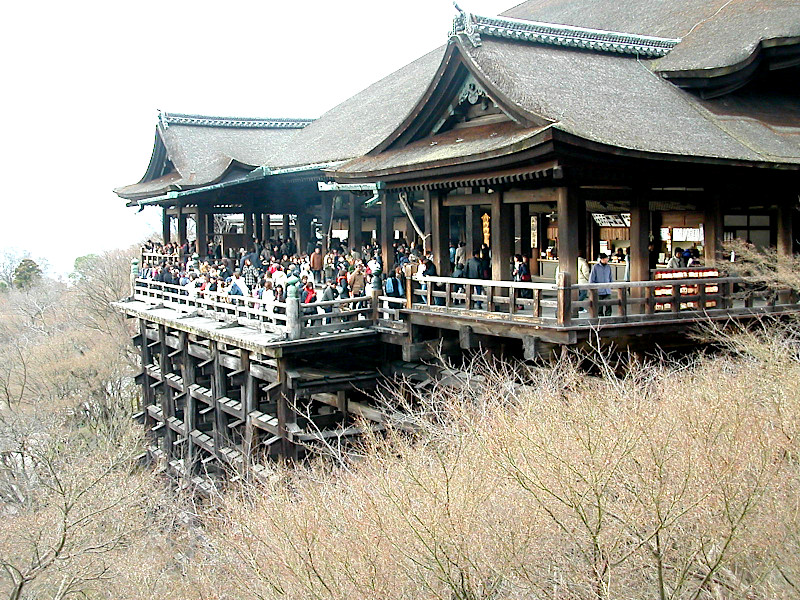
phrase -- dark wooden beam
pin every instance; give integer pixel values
(785, 241)
(354, 237)
(640, 236)
(388, 210)
(440, 228)
(712, 227)
(569, 207)
(165, 226)
(502, 237)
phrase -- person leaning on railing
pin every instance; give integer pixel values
(601, 273)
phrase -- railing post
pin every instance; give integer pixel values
(622, 296)
(293, 323)
(564, 312)
(376, 305)
(134, 275)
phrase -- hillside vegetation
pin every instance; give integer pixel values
(649, 479)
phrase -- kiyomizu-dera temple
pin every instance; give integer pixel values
(558, 130)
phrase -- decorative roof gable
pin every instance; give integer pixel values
(474, 26)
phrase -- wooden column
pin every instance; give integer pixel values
(428, 220)
(388, 210)
(712, 227)
(201, 241)
(354, 237)
(302, 230)
(502, 237)
(785, 241)
(285, 228)
(248, 227)
(168, 402)
(210, 225)
(258, 225)
(640, 236)
(181, 226)
(190, 403)
(522, 230)
(440, 228)
(166, 230)
(219, 389)
(326, 212)
(473, 230)
(265, 228)
(569, 207)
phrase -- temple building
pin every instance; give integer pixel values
(559, 129)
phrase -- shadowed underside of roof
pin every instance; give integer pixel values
(197, 150)
(714, 33)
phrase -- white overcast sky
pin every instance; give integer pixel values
(83, 82)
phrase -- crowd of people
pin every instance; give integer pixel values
(277, 269)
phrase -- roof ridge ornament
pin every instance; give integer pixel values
(474, 26)
(167, 119)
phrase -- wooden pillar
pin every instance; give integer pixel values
(712, 229)
(354, 225)
(440, 228)
(325, 226)
(210, 225)
(248, 227)
(473, 229)
(302, 230)
(166, 231)
(640, 236)
(190, 409)
(181, 226)
(266, 233)
(201, 241)
(569, 207)
(502, 237)
(785, 241)
(257, 225)
(522, 230)
(168, 404)
(428, 220)
(388, 210)
(219, 389)
(285, 227)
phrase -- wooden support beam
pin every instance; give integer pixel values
(569, 207)
(785, 241)
(473, 229)
(166, 231)
(712, 229)
(302, 227)
(640, 237)
(388, 210)
(168, 402)
(265, 228)
(326, 213)
(502, 225)
(249, 233)
(522, 230)
(428, 220)
(181, 226)
(285, 227)
(219, 389)
(440, 227)
(201, 238)
(354, 236)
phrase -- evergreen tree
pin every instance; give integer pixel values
(26, 273)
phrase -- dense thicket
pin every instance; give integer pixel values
(669, 479)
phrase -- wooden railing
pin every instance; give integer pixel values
(292, 318)
(565, 305)
(155, 258)
(513, 298)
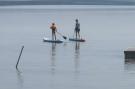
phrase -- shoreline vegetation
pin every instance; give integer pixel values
(86, 2)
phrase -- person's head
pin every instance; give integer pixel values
(76, 20)
(53, 23)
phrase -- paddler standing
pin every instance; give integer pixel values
(54, 29)
(77, 29)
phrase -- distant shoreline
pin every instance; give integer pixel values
(6, 3)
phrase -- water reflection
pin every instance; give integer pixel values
(19, 79)
(53, 55)
(77, 57)
(130, 66)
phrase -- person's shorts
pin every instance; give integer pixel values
(77, 30)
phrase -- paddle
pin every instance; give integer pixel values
(62, 35)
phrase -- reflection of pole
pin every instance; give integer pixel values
(19, 58)
(53, 53)
(77, 54)
(20, 79)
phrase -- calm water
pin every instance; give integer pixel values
(96, 64)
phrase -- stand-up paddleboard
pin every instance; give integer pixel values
(52, 41)
(78, 40)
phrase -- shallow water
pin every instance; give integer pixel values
(97, 63)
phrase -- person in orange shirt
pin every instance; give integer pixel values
(77, 29)
(54, 30)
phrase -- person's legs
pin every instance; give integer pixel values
(55, 35)
(78, 34)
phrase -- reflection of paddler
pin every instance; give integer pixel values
(77, 47)
(77, 29)
(54, 29)
(77, 57)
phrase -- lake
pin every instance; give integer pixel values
(97, 63)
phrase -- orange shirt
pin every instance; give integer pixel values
(53, 27)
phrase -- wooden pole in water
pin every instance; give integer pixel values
(19, 58)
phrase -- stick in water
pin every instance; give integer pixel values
(19, 58)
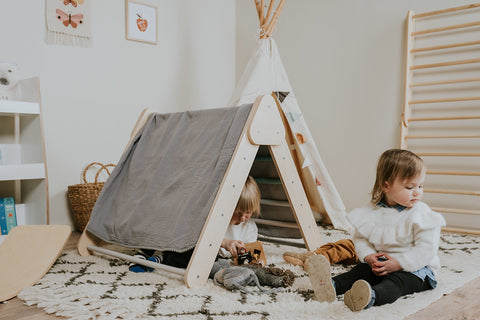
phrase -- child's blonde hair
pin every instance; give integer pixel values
(249, 198)
(395, 164)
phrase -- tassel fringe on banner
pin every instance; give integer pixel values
(59, 38)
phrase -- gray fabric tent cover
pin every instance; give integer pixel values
(161, 191)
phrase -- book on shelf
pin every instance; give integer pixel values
(8, 217)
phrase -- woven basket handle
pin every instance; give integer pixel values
(102, 167)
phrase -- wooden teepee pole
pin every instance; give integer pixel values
(267, 24)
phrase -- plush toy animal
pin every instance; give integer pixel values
(237, 278)
(8, 81)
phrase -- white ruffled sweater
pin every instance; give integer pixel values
(411, 236)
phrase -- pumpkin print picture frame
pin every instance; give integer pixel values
(141, 22)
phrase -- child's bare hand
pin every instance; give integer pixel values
(232, 246)
(383, 268)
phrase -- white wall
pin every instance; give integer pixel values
(92, 97)
(345, 61)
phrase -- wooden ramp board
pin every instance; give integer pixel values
(26, 254)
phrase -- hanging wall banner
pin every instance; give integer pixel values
(69, 22)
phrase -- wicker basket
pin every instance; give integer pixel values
(82, 197)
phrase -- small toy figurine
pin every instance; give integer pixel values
(244, 256)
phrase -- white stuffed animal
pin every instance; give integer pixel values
(9, 76)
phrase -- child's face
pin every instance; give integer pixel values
(240, 216)
(407, 192)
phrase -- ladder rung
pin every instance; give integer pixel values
(437, 12)
(277, 203)
(452, 210)
(444, 64)
(444, 100)
(448, 154)
(450, 191)
(446, 46)
(435, 83)
(275, 223)
(452, 27)
(454, 173)
(441, 137)
(444, 118)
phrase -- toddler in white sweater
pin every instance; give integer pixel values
(396, 238)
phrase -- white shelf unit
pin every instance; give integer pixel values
(23, 167)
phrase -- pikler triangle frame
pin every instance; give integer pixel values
(264, 126)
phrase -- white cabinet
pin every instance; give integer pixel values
(23, 168)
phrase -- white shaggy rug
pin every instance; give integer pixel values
(99, 287)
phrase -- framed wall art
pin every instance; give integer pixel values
(141, 22)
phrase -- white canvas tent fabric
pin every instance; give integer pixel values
(265, 74)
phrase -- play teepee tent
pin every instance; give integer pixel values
(265, 74)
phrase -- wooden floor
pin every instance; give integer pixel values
(462, 304)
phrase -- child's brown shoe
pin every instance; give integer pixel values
(359, 295)
(321, 279)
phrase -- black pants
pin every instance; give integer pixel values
(174, 259)
(387, 288)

* REQUIREMENT *
Each record above must be returned exactly as written, with its pictures omitted.

* WRITTEN RESPONSE *
phrase -- dark wooden beam
pin every instance; give integer pixel values
(785, 241)
(354, 237)
(640, 236)
(388, 210)
(440, 228)
(712, 227)
(569, 207)
(165, 226)
(502, 237)
phrase -- person leaning on railing
pin every instance; give integer pixel values
(601, 273)
phrase -- railing post
pin every instance; give integer pixel values
(622, 296)
(293, 323)
(564, 312)
(376, 305)
(134, 275)
phrase -- hillside vegetation
pin every instance; give integer pixel values
(649, 479)
phrase -- kiyomizu-dera temple
pin every instance; give integer pixel values
(558, 130)
phrase -- decorative roof gable
pin every instance; give integer pixel values
(474, 26)
phrase -- wooden column
pin every instance; give integer pixel values
(428, 220)
(388, 210)
(712, 227)
(201, 241)
(354, 237)
(302, 230)
(502, 237)
(785, 241)
(285, 228)
(248, 227)
(168, 402)
(210, 225)
(258, 225)
(640, 236)
(181, 226)
(190, 403)
(522, 230)
(440, 228)
(166, 230)
(219, 389)
(326, 212)
(473, 230)
(265, 228)
(569, 207)
phrase -- temple building
pin every instance; give integer pixel values
(559, 129)
phrase -- shadowed underside of roof
pin every instance; give integer pixel values
(197, 150)
(714, 33)
phrase -- white overcast sky
pin every instance; give integer pixel values
(83, 82)
phrase -- crowd of people
pin every instance; give integer pixel values
(277, 269)
phrase -- roof ridge ornament
pin every instance; give integer pixel values
(474, 26)
(167, 119)
phrase -- wooden pillar
pin every instance; give integer pixel values
(712, 229)
(354, 225)
(440, 228)
(325, 226)
(210, 225)
(248, 227)
(473, 229)
(302, 230)
(166, 231)
(640, 236)
(190, 409)
(181, 226)
(266, 233)
(201, 241)
(569, 207)
(502, 237)
(785, 241)
(257, 225)
(522, 230)
(168, 404)
(428, 220)
(388, 210)
(219, 389)
(285, 227)
phrase -- wooden support beam
pin every instance; give integer pixel values
(569, 207)
(785, 241)
(473, 229)
(166, 231)
(712, 229)
(302, 227)
(640, 237)
(388, 210)
(168, 402)
(265, 228)
(326, 213)
(502, 225)
(249, 233)
(522, 230)
(428, 220)
(181, 226)
(285, 227)
(219, 389)
(440, 227)
(201, 238)
(354, 236)
phrase -- evergreen tree
pin every instance; give integer pixel values
(26, 273)
phrase -- dense thicket
pin every instance; give integer pixel values
(669, 479)
phrase -- wooden railing
pin every instance; give integer pixel values
(292, 318)
(565, 305)
(155, 258)
(513, 298)
phrase -- shoreline vegetation
pin every instance; give integer pixel values
(86, 2)
phrase -- person's head
pin every instance; give integer pixel values
(76, 20)
(53, 23)
phrase -- paddler standing
pin every instance; give integer pixel values
(54, 29)
(77, 29)
phrase -- distant shoreline
pin every instance; give integer pixel values
(6, 3)
phrase -- water reflection
pin every instance; give integer pixel values
(19, 79)
(53, 55)
(77, 57)
(130, 66)
phrase -- person's shorts
pin every instance; give integer pixel values
(77, 30)
phrase -- paddle
pin every instance; give integer pixel values
(62, 35)
phrase -- reflection of pole
pin every instance; give integer pixel values
(19, 58)
(53, 53)
(77, 54)
(20, 79)
phrase -- calm water
pin every instance; give integer pixel values
(96, 64)
phrase -- stand-up paddleboard
pin every instance; give integer pixel values
(52, 41)
(78, 40)
phrase -- shallow water
pin every instance; give integer pixel values
(97, 63)
phrase -- person in orange shirt
pin every instance; give integer pixel values
(77, 29)
(54, 30)
phrase -- person's legs
pin every instance; give integer pixel values
(55, 35)
(78, 34)
phrase -- reflection of paddler
pin every instance; give integer pixel values
(77, 47)
(77, 29)
(54, 29)
(77, 57)
phrase -- lake
pin every instance; give integer pixel values
(97, 63)
phrase -- orange shirt
pin every instance; give integer pixel values
(53, 27)
phrase -- wooden pole in water
pin every instance; give integer pixel values
(19, 58)
phrase -- stick in water
pin every instance; give integer pixel values
(19, 58)
phrase -- child's blonde hair
pin every instance; give integer pixel values
(249, 198)
(395, 164)
phrase -- tassel fringe on banner
pin every instance; give integer pixel values
(59, 38)
phrase -- gray fabric tent cover
pin every instance; give integer pixel values
(161, 191)
phrase -- book on shelf
pin every instance; give integer pixel values
(8, 217)
phrase -- woven basket handle
pin every instance; give integer pixel values
(102, 167)
phrase -- wooden teepee pole
pin every instance; give integer pixel values
(267, 24)
phrase -- plush toy animal
pin every instance; give integer pixel values
(237, 278)
(8, 81)
phrase -- white ruffled sweater
pin every instance; give integer pixel values
(411, 236)
phrase -- pumpkin print picture frame
pin every instance; give integer pixel values
(141, 22)
phrase -- child's bare hand
pin every instance; give integer pixel values
(232, 246)
(383, 268)
phrase -- white wall
pin every instance; give integer pixel values
(92, 97)
(345, 61)
phrase -- wooden ramp board
pin every instance; give integer pixel values
(26, 254)
phrase -- hanging wall banner
pin every instance; give integer pixel values
(69, 22)
phrase -- wicker basket
pin every instance; give integer pixel values
(82, 197)
phrase -- small toy figurine
pin every instance; give integer pixel values
(244, 256)
phrase -- white stuffed animal
pin every instance; give integer pixel values
(9, 76)
phrase -- child's face
pin every instance; give integer pixel values
(240, 216)
(407, 192)
phrase -- ladder rung
pin every instance; give integer pixel values
(437, 12)
(277, 203)
(452, 210)
(444, 64)
(444, 100)
(448, 154)
(450, 191)
(446, 46)
(435, 83)
(275, 223)
(452, 27)
(454, 173)
(441, 137)
(444, 118)
phrase -- toddler in white sweater
pin every instance; give integer pixel values
(396, 238)
phrase -- white shelf unit
pin every instance; give integer pixel values
(23, 167)
phrase -- pikler triangle frame
pin every instance; give integer pixel values
(264, 126)
phrase -- white cabinet
pin every instance; give integer pixel values
(23, 168)
phrase -- white shaggy rug
pin every instance; give integer pixel values
(99, 287)
phrase -- framed wall art
pin every instance; give integer pixel values
(141, 22)
phrase -- white canvas tent fabric
pin every instance; give integer pixel values
(265, 74)
phrase -- play teepee tent
pin every instance; give integer pixel values
(265, 74)
phrase -- wooden floor
pin every instance; give integer pixel values
(462, 304)
phrase -- child's brown shoe
pin every instance; give integer pixel values
(359, 295)
(321, 279)
phrase -- black pants
pin every instance; give integer pixel values
(174, 259)
(387, 288)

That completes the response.